### Task objective
Here the job is to restate every entry word for word.

* * * * * * *

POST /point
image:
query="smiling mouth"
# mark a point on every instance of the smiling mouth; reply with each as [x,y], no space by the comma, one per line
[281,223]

* * * * * * *

### Output for this exercise
POST /point
image:
query="smiling mouth"
# mark a point on every instance of the smiling mouth; reply with each as [x,y], no space by the comma, one per line
[281,223]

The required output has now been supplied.